Data in this exercise =>
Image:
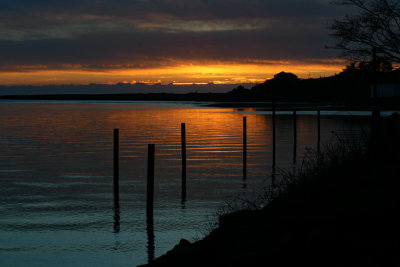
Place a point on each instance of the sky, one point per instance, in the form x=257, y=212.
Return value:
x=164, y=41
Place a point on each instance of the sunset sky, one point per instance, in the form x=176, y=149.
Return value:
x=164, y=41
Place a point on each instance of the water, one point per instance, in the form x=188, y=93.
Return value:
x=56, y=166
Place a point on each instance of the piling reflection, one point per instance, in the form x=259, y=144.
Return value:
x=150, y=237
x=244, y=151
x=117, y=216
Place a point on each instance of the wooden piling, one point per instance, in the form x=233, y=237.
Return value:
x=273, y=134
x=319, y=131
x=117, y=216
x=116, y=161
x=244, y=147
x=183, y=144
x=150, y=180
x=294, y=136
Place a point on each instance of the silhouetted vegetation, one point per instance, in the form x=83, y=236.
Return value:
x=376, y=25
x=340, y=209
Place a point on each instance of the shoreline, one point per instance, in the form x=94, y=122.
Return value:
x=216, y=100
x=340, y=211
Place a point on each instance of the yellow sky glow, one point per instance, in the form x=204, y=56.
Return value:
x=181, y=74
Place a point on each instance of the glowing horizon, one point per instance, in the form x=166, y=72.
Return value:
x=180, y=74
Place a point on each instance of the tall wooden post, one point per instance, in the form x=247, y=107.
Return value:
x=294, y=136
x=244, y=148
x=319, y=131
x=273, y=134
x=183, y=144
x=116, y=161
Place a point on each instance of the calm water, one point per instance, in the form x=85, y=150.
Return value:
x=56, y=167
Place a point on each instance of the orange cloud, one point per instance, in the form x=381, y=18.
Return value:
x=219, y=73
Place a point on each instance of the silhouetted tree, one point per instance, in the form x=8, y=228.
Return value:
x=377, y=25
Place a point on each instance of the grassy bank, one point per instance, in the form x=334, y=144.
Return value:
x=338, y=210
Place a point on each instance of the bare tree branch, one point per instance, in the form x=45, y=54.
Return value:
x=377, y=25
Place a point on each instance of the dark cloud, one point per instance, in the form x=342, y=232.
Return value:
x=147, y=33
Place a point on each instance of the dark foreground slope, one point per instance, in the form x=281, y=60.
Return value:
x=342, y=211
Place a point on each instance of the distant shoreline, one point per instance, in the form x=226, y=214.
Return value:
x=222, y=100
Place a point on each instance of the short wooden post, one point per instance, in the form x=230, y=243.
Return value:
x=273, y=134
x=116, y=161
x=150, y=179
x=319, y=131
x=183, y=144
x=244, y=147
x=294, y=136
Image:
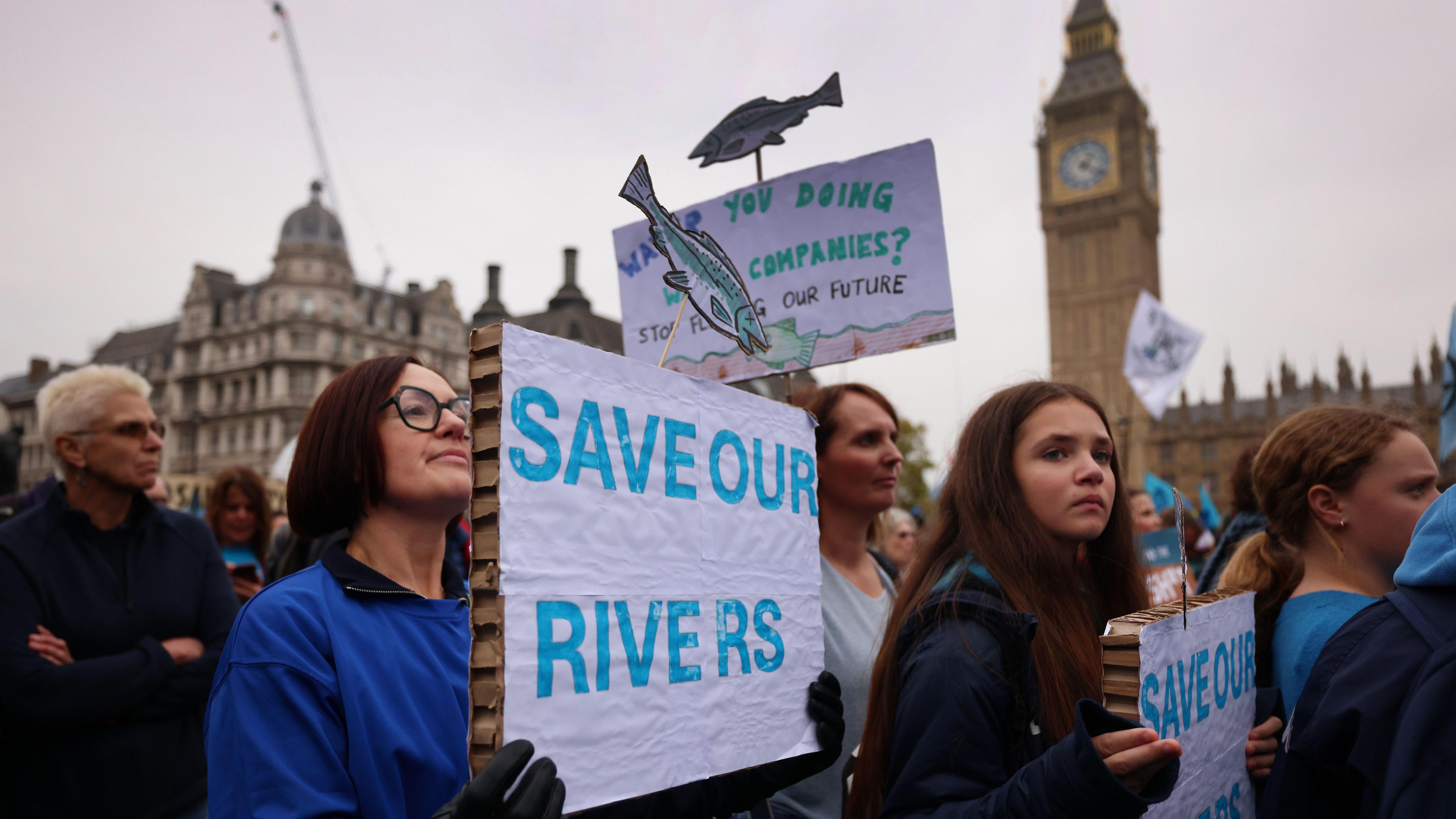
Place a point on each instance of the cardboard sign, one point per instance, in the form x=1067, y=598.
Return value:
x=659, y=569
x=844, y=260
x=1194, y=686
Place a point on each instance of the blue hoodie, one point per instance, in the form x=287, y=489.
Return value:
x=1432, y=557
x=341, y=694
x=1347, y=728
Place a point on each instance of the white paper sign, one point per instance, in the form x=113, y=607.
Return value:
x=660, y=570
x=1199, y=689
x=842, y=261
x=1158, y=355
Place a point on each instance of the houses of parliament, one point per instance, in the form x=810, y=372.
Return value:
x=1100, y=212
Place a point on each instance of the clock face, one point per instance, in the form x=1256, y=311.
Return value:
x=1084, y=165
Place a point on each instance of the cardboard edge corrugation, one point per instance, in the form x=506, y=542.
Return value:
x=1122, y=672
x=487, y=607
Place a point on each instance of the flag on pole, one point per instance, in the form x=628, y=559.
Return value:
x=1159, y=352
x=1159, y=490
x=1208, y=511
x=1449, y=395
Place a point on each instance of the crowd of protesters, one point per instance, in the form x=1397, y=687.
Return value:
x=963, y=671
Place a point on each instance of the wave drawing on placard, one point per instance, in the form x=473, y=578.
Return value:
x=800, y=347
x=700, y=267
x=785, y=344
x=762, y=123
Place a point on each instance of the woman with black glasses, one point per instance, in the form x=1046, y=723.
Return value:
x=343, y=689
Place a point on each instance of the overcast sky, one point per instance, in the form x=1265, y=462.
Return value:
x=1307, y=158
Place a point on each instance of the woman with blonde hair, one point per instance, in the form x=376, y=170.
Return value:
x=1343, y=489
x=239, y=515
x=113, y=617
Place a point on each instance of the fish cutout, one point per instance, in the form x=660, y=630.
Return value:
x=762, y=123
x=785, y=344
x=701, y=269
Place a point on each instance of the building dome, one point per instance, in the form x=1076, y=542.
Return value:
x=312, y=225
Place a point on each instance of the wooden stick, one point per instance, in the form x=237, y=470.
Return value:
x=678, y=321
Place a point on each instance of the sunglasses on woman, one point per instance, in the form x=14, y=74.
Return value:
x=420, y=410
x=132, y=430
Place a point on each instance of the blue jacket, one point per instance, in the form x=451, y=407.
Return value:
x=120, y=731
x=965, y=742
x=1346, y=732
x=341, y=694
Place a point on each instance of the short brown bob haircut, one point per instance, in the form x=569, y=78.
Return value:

* * *

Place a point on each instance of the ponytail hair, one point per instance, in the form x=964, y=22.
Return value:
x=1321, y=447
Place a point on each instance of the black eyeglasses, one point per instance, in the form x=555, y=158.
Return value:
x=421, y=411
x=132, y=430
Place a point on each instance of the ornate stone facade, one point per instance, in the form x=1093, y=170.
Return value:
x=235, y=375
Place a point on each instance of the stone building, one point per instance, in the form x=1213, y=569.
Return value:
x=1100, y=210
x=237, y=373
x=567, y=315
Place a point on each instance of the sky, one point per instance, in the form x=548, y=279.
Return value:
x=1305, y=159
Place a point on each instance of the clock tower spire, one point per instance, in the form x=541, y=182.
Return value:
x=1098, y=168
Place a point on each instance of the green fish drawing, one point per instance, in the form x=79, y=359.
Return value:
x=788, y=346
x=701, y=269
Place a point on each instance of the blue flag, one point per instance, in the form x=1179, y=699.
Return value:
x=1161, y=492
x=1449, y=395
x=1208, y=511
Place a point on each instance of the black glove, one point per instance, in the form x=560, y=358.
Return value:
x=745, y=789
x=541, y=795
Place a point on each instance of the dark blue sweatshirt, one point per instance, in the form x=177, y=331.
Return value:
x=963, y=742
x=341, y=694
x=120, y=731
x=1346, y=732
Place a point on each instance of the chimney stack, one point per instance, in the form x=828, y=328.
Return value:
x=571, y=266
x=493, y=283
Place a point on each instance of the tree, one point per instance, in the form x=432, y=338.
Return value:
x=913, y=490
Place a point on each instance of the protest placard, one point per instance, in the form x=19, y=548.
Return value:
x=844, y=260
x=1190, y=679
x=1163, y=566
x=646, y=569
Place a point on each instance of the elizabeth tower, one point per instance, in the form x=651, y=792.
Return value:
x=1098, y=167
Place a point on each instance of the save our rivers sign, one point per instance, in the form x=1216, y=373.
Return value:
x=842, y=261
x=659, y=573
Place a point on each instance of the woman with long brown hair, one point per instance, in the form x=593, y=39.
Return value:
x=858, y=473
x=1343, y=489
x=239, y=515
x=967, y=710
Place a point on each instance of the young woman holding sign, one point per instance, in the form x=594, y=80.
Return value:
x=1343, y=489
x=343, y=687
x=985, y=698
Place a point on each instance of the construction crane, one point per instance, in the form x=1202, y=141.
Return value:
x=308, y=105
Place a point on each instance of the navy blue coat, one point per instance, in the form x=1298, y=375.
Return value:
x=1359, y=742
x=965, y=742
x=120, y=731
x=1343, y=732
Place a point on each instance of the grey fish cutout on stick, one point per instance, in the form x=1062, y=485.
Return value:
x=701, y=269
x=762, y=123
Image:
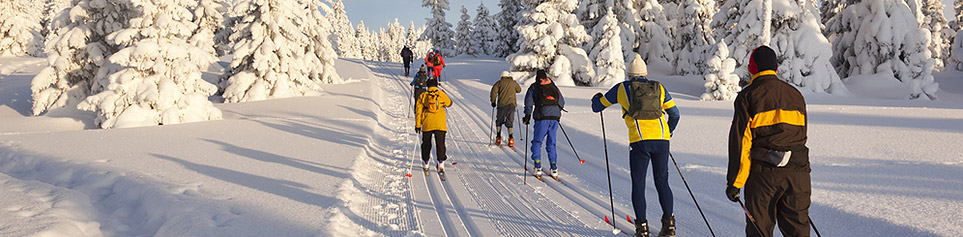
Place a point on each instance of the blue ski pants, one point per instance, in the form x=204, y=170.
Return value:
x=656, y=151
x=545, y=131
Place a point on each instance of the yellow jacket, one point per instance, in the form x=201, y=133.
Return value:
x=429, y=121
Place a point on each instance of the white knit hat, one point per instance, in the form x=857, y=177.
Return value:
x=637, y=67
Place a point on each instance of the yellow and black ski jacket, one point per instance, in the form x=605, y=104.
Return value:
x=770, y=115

Written instruction => Could you copy the data above verbatim, from the line with "Place a point on each instance of the cardboard edge" up to and including the line with "x=487, y=607"?

The output =>
Place a point on each instance of the cardboard edge corrugation, one point per instance, in the form x=506, y=542.
Return value:
x=1122, y=672
x=487, y=607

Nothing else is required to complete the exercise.